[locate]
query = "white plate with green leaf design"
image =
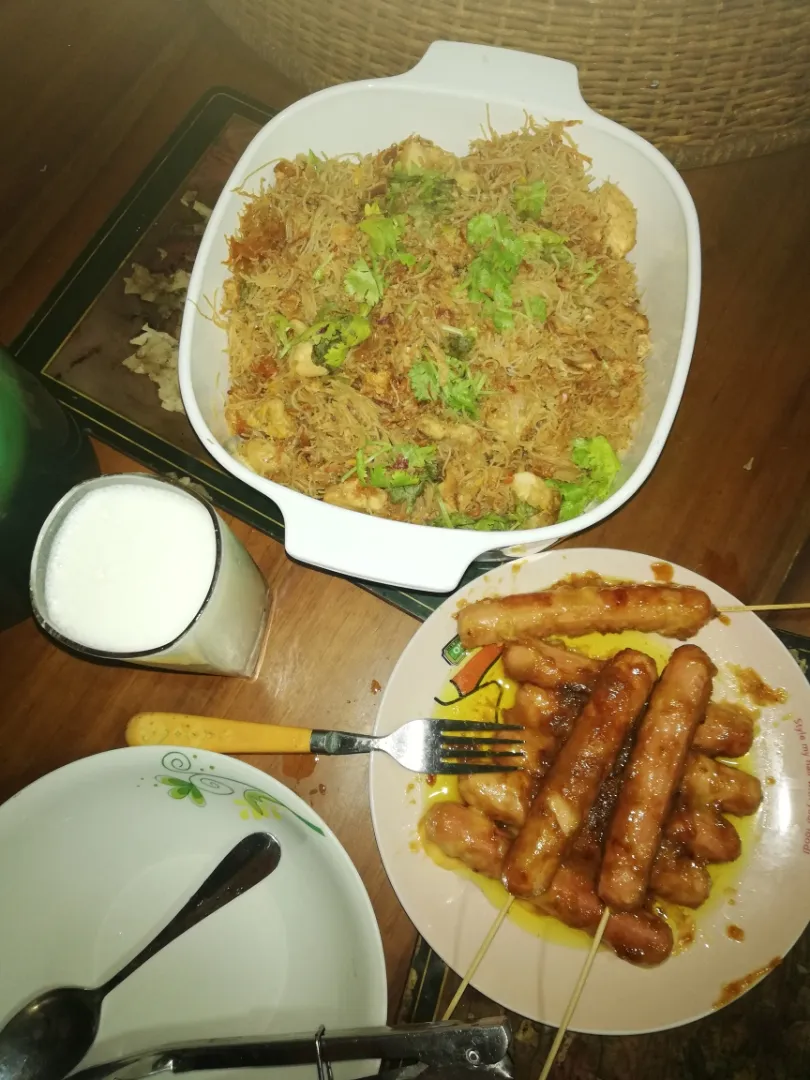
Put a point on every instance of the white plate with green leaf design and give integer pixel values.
(96, 856)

══════════

Please count the lines of the material above that contain the word "plate", and reply with that number alone.

THE RESULT:
2